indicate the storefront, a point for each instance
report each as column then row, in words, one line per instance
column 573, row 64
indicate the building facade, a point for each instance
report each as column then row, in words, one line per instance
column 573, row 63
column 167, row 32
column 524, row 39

:::::

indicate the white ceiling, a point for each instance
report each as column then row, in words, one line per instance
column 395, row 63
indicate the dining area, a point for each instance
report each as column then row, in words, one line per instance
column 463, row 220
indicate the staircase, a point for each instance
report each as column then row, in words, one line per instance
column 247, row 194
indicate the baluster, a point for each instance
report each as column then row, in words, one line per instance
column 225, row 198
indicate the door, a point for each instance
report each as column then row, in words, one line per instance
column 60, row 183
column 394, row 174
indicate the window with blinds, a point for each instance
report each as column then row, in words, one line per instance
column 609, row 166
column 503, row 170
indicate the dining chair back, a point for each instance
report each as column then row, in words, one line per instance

:::::

● STATED PROBLEM
Turn the records from the line with "indicate the dining area, a" up to and including the line with "column 503, row 170" into a numbered list, leaving out blank lines.

● TASK RESULT
1. indicate the dining area, a point for each instance
2. report each as column then row, in words, one line per instance
3. column 463, row 220
4. indicate the staircase, a point for each instance
5. report each as column then row, in words, one line per instance
6. column 247, row 194
7. indicate the baluster, a point for each instance
8. report each as column then row, in words, one line per instance
9. column 225, row 198
10. indicate the door, a point for each instance
11. report each as column then row, in words, one line per instance
12. column 60, row 183
13. column 394, row 174
14. indicate the window with blinds, a point for each instance
15. report each as column then row, in words, one line per instance
16. column 609, row 166
17. column 503, row 170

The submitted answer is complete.